● Task brief: Retype exactly the lines from the line with "The resolver MUST return, for each instance of the park" to the end of the data, keeping both boundary lines.
━━━━━━━━━━━━━━━━━━━━
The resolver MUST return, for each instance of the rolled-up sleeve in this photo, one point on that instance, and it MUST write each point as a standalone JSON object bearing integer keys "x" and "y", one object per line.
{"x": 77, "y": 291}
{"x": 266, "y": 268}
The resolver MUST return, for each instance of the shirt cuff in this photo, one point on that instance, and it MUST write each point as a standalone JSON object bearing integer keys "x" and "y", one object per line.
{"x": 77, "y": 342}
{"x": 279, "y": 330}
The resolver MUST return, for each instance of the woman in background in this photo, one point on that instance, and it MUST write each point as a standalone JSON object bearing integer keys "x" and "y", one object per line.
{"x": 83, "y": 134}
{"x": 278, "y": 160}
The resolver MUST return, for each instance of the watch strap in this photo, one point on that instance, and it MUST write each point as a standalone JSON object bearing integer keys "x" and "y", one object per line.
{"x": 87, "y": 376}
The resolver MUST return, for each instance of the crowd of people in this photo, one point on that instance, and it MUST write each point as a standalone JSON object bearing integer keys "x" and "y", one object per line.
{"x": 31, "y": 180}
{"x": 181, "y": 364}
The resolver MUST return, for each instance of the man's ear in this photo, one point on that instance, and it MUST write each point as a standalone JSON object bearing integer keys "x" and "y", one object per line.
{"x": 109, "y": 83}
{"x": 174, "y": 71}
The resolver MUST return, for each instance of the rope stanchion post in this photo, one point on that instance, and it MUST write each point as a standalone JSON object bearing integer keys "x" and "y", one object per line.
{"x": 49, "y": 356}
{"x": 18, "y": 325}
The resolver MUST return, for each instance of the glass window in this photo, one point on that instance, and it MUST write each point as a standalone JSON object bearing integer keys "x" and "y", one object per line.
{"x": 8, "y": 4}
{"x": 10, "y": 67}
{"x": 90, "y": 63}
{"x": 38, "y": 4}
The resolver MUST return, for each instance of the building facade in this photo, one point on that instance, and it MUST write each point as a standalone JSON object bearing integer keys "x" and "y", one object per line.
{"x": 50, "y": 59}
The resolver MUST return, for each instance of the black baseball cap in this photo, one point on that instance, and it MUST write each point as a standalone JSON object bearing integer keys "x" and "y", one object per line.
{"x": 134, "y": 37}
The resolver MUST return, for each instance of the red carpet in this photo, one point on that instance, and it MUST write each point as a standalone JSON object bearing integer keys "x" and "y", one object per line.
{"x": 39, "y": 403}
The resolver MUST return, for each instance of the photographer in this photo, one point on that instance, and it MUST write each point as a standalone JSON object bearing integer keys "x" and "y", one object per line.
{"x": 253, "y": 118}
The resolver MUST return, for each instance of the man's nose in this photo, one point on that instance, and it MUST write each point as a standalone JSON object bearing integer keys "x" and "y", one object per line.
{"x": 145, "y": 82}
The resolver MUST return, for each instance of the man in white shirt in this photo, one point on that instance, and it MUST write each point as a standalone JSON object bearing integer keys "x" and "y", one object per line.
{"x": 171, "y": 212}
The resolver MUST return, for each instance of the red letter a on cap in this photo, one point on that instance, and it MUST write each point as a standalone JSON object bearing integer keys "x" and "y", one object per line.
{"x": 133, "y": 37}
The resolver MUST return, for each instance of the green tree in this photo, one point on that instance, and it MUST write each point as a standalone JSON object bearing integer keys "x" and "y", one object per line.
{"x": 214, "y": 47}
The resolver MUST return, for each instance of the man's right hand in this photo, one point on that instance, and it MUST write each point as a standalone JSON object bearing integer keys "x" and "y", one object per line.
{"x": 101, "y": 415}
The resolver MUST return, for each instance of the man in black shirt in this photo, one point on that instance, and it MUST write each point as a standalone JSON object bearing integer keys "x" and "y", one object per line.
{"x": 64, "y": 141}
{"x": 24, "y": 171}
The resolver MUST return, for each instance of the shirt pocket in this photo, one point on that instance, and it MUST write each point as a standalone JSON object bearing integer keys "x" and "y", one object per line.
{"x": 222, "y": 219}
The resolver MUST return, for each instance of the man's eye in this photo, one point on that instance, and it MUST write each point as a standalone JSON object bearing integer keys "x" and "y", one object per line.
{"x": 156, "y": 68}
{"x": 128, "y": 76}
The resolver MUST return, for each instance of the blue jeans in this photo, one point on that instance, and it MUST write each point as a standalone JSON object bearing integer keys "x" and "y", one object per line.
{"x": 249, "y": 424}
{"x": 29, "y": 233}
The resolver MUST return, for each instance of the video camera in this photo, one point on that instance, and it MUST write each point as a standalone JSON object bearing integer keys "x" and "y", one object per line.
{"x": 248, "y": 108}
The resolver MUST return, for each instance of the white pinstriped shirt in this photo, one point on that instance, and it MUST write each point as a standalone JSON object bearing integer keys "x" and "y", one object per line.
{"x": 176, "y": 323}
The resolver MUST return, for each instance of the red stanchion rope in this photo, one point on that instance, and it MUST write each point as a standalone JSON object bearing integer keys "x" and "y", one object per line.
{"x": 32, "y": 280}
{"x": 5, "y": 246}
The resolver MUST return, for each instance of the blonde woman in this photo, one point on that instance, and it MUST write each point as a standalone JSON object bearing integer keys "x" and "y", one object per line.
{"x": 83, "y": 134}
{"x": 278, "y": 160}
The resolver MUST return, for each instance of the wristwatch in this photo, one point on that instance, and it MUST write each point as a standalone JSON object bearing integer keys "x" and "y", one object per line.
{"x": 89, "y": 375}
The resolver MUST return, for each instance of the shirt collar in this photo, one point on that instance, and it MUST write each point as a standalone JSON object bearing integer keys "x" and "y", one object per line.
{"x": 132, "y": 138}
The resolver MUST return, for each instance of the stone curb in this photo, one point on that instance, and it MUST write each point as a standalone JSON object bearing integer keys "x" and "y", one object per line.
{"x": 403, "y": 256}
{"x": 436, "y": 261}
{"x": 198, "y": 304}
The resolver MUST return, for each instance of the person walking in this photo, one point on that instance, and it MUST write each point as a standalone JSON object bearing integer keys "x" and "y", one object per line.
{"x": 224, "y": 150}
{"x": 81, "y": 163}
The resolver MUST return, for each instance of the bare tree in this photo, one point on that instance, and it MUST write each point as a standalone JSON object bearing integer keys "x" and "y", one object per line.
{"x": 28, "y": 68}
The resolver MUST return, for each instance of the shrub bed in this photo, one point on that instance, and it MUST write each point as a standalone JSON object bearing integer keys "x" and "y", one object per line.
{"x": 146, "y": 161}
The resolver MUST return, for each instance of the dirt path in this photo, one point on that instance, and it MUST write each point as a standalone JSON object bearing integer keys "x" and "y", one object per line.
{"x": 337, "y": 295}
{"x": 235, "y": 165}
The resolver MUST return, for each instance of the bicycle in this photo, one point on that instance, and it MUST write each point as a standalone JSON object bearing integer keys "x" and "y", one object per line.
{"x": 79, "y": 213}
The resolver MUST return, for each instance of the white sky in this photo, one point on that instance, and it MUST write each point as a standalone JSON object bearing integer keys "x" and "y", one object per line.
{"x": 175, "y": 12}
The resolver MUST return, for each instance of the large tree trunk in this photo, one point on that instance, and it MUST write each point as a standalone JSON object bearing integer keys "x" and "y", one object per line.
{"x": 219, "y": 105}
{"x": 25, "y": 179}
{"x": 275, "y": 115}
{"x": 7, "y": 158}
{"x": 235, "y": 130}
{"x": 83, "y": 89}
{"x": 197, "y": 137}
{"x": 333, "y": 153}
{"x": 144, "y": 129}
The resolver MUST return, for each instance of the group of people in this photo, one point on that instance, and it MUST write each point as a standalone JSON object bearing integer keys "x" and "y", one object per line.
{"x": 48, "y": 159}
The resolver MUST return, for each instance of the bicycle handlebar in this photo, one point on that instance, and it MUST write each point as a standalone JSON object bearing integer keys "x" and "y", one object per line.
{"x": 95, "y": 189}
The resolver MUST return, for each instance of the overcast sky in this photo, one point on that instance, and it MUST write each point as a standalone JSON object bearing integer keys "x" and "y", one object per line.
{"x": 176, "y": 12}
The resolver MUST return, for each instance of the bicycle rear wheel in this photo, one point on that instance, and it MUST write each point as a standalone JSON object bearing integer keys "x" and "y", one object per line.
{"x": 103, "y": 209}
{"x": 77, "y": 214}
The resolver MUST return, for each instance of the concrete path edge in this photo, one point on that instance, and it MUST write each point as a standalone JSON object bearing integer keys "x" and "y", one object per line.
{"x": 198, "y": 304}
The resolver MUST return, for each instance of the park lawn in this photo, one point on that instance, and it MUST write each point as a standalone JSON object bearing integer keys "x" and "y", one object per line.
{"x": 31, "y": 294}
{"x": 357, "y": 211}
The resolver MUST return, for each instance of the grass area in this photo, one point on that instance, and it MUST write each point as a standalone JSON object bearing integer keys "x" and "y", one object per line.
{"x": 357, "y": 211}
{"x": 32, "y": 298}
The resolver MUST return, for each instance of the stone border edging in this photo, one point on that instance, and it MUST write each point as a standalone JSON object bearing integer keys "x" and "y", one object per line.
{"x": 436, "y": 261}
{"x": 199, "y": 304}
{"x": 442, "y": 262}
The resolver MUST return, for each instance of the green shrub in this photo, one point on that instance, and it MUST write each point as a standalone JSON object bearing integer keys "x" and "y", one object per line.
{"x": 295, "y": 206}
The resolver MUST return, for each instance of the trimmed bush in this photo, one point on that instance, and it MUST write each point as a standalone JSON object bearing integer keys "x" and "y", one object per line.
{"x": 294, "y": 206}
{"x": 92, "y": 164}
━━━━━━━━━━━━━━━━━━━━
● Task solution:
The resolver MUST return, for each instance of the park lawn in this photo, one point on that instance, and it MUST write each point as a standalone JSON object bearing integer keys "x" and "y", one object per line.
{"x": 31, "y": 294}
{"x": 357, "y": 211}
The resolver MUST return, for each instance of the grass area in this photo, one point on that instance, and it MUST write each point as a standalone JSON object bearing integer keys "x" and "y", one object per line.
{"x": 357, "y": 211}
{"x": 32, "y": 298}
The resolver MUST return, for each instance of the stone border edging in this photo, one point on that instance, and it MUST write each point as a standalone JSON object bearing integer keys "x" and "y", one object per line.
{"x": 436, "y": 261}
{"x": 199, "y": 304}
{"x": 442, "y": 262}
The resolver MUST return, for each instance of the green shrub in this photo, one point on that instance, and it MUST write each point as a standalone JSON object bearing integer keys "x" and "y", one object per line.
{"x": 295, "y": 206}
The resolver MUST return, for each instance of the trimmed bush in this photo, one point on that instance, and it MUST write each point as a standalone JSON object bearing integer keys "x" and "y", one object per line.
{"x": 294, "y": 206}
{"x": 92, "y": 164}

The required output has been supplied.